Selected extract →
↓↓↓
A Llama Birth - Joy

Most births occur from a standing position, and presentation is usually the nose of the cria.  Occasionally the mom may lie down and sometimes the feet come out first. Here, the head is finally out.   Now the cria coughs and sneezes, but really doesn't have to breathe as the umbilical cord is still attached.  Mom may take a extended break from pushing at this point to allow time for more dilation as the big shoulders are next. As the cria eases out past the shoulders, this dangling allows all the fluids to drain from the lungs.
Slowly the cria drops to the ground.  Once those shoulders are out, the umbilical cord is broken and hitting the ground helps to jump start the breathing. Sometimes we help the cria drop so the thump isn't quite so hard! As this cria was being born in the barn on a dirt floor, we toweled her dry to avoid her rolling around in the dirt.   Here mom and newborn greet each other.  Moms may start humming to their crias during the actual birth process.  This helps the cria identify mom in the future.
Moms don't lick their crias dry like in other species - so we have moved cria and mom out into the sun to help with the drying process. Strong crias can roll themselves into this kush position right away.  Mom is resting and baby  is just building up strength to attempt to stand Here we go!
Made it! Now to find the milk!  Since there is no passive transfer of antibodies in the womb, it is extremely important for crias to get that first colostrum from mom.  That is how they build their initial immune system. Here she  is-  standing with a full tummy!  LJB Abundant Joy!
We try to keep mom and cria separate from the herd for a few hours to give them some bonding time.  Plus everyone else in the herd is so interested in the newest addition that they all want to greet her! Finally, time for a nap. Most crias stick pretty close to their moms for quite some time.  Still, they do venture off to explore and play with the other crias.
↑↑↑
Data listing →
↓↓↓
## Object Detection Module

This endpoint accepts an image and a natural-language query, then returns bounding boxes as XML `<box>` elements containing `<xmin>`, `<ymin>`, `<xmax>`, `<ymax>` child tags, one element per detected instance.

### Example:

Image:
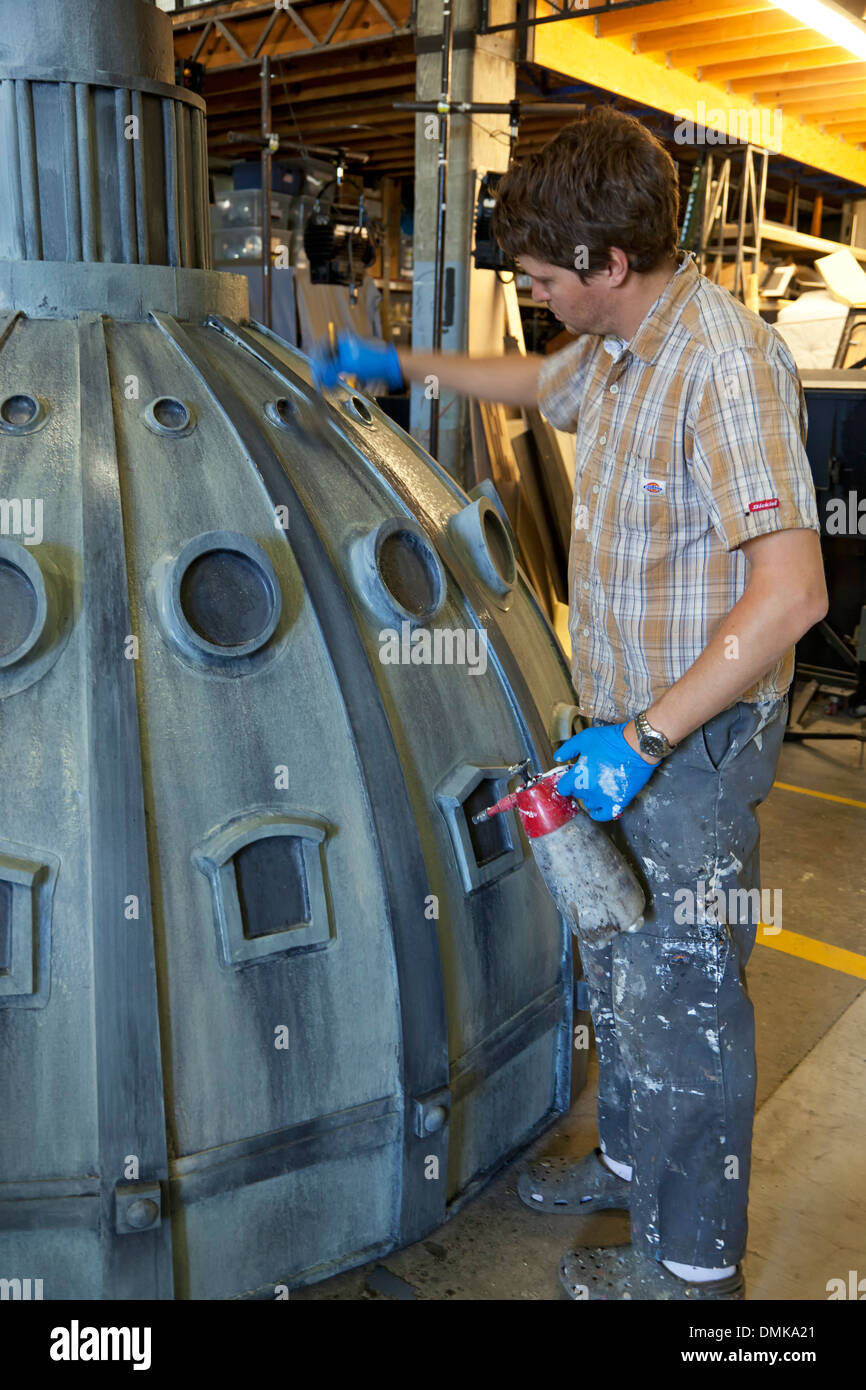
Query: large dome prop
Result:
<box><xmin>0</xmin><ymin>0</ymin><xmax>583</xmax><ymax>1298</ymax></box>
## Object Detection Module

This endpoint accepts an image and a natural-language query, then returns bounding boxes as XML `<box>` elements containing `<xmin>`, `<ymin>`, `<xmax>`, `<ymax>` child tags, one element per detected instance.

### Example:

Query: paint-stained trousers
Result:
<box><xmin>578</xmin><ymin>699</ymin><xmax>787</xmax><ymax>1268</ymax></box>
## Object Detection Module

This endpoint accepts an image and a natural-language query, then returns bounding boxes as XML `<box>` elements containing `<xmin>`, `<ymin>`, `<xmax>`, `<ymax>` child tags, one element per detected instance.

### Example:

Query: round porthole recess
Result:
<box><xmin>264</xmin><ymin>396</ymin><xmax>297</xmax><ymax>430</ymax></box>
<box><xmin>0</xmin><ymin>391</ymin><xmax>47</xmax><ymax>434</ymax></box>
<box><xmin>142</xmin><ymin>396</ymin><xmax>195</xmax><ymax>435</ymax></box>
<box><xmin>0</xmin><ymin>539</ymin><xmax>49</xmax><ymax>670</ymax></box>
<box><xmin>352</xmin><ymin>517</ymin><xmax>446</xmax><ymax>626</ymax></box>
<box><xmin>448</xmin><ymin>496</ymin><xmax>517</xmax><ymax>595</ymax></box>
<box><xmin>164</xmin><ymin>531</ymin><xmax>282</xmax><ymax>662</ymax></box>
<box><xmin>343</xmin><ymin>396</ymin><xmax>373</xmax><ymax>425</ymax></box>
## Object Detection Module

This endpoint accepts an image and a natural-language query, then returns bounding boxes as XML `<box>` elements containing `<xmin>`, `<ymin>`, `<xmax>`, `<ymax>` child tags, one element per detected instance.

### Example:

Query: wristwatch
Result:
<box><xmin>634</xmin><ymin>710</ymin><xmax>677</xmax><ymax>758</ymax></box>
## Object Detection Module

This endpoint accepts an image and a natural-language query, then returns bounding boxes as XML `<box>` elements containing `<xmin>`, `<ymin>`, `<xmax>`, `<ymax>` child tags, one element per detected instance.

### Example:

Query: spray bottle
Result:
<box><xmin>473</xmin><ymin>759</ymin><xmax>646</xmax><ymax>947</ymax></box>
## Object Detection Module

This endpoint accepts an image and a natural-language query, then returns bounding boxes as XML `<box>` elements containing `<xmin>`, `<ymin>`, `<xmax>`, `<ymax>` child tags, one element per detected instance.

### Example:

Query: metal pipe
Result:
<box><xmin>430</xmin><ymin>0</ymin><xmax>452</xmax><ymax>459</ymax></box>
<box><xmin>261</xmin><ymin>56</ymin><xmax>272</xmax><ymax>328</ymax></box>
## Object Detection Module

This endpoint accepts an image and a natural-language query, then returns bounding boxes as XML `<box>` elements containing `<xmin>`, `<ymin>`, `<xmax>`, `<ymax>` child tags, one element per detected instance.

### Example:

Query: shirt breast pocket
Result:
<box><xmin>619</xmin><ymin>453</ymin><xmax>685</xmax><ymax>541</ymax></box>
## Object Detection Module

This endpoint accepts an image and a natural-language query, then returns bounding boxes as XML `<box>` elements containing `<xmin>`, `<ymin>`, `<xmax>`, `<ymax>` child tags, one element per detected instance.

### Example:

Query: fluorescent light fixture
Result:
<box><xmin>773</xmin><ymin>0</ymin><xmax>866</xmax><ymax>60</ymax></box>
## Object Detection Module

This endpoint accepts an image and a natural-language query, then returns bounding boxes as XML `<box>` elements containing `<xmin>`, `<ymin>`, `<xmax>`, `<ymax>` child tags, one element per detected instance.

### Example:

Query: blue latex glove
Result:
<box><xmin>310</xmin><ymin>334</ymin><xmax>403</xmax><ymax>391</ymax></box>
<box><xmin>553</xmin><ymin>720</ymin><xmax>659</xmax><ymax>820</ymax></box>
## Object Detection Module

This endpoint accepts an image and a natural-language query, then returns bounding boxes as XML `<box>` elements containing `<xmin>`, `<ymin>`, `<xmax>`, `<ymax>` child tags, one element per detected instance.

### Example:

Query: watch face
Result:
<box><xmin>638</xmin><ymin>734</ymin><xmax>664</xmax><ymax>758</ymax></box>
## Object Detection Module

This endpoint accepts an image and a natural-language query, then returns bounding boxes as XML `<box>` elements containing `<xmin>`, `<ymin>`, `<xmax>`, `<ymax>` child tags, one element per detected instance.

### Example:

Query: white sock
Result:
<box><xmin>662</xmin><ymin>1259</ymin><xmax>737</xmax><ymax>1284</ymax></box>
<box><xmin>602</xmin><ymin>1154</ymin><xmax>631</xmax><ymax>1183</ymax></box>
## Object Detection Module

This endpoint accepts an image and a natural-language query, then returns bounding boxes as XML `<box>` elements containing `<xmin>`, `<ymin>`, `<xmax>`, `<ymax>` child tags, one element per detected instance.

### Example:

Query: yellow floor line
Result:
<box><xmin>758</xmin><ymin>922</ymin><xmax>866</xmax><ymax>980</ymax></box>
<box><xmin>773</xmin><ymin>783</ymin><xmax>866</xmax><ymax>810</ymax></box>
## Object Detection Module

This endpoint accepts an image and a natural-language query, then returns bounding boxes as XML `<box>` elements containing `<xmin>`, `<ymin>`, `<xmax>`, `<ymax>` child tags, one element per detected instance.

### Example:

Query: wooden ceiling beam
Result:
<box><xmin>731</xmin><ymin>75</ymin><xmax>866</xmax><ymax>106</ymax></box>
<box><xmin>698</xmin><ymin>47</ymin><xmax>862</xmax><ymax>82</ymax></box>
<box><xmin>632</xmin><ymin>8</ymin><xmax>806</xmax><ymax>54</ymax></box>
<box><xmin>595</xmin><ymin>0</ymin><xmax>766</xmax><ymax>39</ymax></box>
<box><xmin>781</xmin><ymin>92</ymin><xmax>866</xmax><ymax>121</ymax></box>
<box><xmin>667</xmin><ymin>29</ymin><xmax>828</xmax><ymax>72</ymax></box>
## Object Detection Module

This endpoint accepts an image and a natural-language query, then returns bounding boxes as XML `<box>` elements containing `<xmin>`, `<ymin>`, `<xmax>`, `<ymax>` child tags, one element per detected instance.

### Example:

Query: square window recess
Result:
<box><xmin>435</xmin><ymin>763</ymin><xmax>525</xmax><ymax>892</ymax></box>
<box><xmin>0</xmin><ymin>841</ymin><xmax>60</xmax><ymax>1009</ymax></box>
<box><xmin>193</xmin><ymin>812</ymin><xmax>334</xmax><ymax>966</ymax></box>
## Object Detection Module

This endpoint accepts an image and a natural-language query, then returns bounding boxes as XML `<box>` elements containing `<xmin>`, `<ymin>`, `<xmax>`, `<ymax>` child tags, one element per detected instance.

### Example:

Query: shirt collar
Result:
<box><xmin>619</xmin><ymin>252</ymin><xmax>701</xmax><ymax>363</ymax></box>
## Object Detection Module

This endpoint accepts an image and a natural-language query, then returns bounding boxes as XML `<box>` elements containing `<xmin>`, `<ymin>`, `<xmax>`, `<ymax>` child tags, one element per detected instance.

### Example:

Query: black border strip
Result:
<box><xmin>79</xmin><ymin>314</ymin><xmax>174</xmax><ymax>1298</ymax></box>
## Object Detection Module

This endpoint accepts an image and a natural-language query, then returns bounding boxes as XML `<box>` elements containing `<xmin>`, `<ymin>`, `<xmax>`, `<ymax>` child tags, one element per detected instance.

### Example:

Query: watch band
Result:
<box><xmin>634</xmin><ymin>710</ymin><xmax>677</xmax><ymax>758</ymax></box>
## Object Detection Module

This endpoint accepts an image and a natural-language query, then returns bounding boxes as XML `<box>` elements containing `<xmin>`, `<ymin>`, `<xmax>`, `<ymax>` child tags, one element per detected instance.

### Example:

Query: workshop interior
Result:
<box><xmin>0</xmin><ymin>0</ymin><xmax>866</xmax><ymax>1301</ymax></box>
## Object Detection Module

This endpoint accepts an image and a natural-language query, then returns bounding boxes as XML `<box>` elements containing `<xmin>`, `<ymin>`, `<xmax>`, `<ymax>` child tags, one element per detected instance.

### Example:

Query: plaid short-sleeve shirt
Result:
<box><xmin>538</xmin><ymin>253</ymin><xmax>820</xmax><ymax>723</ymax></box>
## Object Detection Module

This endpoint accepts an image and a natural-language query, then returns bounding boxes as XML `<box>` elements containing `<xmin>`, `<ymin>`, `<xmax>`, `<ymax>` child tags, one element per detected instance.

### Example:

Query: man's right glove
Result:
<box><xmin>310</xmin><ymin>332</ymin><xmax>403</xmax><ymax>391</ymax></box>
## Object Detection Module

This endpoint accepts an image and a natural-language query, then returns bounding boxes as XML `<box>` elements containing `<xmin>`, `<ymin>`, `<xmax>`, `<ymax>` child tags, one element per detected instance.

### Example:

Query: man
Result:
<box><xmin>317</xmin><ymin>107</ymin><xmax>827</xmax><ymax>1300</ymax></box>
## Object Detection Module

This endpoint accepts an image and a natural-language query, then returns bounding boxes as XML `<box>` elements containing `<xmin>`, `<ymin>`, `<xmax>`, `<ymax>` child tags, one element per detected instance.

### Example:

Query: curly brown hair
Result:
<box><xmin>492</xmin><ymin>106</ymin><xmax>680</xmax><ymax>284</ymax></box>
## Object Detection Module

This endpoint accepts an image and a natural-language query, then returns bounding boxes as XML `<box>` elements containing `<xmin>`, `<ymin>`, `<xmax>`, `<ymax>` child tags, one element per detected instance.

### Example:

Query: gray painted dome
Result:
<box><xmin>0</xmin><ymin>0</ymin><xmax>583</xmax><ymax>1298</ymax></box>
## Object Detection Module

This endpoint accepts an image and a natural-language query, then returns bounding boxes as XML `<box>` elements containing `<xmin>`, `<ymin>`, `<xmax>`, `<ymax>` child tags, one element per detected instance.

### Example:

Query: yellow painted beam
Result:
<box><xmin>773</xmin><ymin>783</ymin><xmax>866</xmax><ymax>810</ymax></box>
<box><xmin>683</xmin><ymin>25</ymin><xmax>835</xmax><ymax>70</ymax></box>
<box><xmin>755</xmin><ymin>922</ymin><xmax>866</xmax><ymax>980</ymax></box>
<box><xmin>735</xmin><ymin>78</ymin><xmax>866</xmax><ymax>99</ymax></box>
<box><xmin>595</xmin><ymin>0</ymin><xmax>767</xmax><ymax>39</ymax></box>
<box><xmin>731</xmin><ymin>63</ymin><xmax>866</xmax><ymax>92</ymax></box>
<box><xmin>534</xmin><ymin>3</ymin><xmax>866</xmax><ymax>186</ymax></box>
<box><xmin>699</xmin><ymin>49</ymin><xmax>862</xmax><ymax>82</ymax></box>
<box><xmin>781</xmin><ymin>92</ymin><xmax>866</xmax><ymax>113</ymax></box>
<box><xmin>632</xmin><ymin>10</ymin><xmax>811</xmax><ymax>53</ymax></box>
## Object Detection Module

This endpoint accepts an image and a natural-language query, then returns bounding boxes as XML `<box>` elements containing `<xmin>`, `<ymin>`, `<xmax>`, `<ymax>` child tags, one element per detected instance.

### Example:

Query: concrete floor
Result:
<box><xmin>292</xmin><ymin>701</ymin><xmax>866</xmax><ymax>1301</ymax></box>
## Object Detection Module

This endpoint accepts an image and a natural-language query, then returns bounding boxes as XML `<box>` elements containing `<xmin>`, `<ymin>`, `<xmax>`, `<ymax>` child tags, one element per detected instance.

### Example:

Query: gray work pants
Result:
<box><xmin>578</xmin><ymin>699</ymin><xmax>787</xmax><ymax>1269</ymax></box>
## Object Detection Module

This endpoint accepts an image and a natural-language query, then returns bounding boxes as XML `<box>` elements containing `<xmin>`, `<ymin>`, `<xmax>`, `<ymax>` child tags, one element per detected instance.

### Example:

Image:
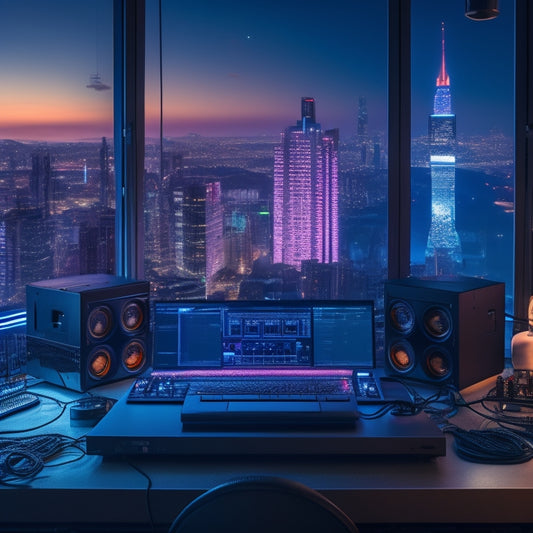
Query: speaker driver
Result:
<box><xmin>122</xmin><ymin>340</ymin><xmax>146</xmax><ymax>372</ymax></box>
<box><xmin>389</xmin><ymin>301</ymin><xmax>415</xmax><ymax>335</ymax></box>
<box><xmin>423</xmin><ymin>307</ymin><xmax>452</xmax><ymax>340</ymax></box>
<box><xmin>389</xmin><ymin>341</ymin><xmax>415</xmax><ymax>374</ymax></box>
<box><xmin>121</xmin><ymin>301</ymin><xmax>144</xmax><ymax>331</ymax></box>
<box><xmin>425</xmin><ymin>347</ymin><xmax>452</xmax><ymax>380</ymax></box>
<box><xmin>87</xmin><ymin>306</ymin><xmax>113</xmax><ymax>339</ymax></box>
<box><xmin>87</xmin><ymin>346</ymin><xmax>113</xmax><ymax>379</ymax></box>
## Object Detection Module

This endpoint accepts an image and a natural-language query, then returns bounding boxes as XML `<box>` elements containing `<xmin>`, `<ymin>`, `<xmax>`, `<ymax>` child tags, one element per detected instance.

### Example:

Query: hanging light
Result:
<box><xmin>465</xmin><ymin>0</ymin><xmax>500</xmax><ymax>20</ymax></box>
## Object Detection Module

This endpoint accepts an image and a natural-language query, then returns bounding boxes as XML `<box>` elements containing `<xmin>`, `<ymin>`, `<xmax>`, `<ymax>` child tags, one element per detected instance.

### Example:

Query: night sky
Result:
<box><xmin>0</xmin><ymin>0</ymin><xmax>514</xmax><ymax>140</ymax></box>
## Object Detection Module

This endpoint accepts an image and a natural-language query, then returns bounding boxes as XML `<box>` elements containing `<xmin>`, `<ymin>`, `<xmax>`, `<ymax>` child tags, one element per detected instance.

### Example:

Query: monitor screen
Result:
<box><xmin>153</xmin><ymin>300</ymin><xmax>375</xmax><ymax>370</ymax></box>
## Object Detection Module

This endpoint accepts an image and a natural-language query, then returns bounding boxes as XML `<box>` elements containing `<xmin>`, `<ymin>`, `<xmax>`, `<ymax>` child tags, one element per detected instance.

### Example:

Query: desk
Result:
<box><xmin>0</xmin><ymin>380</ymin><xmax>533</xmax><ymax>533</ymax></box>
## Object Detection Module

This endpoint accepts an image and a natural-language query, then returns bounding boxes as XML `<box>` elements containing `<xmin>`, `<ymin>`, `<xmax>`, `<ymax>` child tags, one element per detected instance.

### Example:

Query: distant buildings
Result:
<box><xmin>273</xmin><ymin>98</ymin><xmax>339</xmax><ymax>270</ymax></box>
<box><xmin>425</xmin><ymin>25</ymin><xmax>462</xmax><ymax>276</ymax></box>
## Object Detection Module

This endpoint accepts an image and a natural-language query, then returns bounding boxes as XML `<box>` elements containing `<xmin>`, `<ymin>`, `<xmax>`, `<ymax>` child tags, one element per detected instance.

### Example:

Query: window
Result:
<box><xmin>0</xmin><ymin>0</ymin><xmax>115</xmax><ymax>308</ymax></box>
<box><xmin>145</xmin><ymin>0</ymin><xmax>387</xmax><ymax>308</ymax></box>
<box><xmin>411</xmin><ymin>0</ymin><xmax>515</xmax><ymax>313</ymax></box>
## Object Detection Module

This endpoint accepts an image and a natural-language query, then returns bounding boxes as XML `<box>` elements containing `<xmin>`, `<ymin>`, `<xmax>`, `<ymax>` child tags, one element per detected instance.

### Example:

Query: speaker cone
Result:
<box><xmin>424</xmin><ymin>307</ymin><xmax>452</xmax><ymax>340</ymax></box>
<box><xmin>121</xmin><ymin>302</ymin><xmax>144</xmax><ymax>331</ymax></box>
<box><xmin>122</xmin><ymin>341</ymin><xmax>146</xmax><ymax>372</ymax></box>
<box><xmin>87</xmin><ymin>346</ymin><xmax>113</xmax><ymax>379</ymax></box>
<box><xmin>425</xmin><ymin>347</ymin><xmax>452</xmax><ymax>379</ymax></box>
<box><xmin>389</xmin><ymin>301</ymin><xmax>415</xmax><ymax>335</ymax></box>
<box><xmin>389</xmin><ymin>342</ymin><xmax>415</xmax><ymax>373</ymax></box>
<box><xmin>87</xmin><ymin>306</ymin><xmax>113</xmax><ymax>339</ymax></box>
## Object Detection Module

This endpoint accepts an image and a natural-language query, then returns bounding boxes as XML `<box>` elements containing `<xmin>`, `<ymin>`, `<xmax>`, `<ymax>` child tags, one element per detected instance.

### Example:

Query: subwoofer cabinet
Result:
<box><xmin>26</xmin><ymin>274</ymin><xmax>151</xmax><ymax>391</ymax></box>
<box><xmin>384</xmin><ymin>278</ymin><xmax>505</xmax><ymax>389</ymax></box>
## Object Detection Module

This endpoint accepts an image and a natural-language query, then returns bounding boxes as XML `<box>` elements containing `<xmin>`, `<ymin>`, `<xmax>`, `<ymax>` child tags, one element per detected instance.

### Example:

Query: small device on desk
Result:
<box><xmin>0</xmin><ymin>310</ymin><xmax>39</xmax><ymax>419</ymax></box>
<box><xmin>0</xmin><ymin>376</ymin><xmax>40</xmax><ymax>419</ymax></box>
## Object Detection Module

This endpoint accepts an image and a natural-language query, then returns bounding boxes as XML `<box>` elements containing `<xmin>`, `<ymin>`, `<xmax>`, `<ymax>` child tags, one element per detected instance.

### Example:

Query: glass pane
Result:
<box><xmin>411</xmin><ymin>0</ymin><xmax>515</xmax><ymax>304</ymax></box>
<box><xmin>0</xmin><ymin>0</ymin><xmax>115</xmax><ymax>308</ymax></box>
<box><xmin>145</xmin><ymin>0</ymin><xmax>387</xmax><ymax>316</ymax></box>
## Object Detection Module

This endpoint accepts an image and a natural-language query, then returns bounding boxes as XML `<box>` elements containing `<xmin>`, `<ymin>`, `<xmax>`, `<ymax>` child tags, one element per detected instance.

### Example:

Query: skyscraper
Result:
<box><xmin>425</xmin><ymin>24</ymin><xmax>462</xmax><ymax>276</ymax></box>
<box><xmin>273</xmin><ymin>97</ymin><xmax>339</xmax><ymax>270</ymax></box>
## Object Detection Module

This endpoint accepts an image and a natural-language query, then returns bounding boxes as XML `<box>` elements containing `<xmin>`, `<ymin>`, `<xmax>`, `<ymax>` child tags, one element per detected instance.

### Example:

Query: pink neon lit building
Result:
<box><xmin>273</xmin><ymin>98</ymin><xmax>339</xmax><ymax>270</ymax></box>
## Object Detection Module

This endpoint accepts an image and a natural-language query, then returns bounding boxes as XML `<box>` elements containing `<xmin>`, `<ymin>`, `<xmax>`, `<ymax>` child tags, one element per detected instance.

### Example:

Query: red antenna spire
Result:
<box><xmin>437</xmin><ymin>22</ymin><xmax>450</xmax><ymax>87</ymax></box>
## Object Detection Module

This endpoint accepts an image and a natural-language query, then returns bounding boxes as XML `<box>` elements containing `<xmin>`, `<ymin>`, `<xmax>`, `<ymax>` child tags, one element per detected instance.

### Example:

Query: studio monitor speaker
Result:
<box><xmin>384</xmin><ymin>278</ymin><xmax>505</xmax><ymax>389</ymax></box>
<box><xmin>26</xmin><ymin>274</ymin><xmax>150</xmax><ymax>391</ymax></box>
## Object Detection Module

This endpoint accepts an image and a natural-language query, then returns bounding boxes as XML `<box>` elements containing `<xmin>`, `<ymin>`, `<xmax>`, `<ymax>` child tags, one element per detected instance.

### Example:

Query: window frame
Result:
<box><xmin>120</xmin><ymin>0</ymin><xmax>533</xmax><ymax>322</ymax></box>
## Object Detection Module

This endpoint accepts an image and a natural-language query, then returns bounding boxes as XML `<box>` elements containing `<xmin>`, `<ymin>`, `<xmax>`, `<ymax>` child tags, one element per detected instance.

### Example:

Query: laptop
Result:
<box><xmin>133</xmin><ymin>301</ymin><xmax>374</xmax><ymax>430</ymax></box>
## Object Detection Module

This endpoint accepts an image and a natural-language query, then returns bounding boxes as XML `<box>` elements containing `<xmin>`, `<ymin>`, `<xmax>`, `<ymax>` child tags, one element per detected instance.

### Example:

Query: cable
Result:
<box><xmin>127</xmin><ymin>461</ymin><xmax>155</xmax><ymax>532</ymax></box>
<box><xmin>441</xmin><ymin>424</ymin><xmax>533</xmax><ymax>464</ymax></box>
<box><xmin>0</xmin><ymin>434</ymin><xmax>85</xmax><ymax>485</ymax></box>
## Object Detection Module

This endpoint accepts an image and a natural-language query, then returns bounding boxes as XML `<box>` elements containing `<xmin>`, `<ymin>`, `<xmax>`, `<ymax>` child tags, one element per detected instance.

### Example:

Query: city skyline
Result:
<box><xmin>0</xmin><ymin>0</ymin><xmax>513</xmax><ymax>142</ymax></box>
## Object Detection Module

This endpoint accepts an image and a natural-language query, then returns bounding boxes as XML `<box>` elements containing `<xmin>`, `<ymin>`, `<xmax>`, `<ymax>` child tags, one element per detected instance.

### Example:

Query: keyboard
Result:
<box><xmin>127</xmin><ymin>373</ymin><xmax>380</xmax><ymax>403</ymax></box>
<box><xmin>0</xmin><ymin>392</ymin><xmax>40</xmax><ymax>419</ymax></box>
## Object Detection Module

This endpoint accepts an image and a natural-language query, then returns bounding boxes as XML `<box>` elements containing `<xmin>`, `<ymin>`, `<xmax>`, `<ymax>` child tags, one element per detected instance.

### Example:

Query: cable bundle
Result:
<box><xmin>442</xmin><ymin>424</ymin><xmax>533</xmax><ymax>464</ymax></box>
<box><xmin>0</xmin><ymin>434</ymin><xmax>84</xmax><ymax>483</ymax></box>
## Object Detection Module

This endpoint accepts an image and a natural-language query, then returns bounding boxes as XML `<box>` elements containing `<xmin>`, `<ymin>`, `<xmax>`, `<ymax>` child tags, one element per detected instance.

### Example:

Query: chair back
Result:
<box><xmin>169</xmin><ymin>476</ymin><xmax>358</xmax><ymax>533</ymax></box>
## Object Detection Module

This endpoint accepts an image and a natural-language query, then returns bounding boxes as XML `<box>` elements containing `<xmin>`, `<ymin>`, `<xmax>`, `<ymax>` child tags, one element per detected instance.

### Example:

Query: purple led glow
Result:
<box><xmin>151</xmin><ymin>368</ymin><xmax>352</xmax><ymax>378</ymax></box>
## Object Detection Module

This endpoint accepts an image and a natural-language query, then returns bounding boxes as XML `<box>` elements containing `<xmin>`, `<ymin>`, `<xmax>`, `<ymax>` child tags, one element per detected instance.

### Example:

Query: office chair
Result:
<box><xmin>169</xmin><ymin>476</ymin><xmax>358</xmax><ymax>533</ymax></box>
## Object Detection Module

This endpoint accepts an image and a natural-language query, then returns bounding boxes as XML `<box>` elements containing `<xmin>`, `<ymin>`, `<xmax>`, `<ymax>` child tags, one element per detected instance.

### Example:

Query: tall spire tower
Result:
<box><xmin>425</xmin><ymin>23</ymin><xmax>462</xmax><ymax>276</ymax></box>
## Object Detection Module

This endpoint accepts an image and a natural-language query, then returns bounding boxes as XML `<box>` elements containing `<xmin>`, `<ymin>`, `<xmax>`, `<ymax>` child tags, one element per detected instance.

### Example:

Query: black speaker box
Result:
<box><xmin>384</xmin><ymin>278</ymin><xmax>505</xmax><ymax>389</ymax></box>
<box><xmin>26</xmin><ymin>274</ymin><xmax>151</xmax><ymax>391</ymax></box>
↑↑↑
Apply what you read →
A. In the llama birth account, what are all the things the writers say "we" do for the mother and cria?
B. Can you quote the llama birth account between "Made it! Now" and "the other crias.", inclusive?

Solutions to each task →
A.
- Sometimes help the cria drop so the thump isn't quite so hard
- Towel the cria dry to keep her from rolling around in the dirt
- Move cria and mom out into the sun to help with the drying process
- Try to keep mom and cria separate from the herd for a few hours to give them bonding time

B.
Made it! Now to find the milk!  Since there is no passive transfer of antibodies in the womb, it is extremely important for crias to get that first colostrum from mom.  That is how they build their initial immune system. Here she  is-  standing with a full tummy!  LJB Abundant Joy!
We try to keep mom and cria separate from the herd for a few hours to give them some bonding time.  Plus everyone else in the herd is so interested in the newest addition that they all want to greet her! Finally, time for a nap. Most crias stick pretty close to their moms for quite some time.  Still, they do venture off to explore and play with the other crias.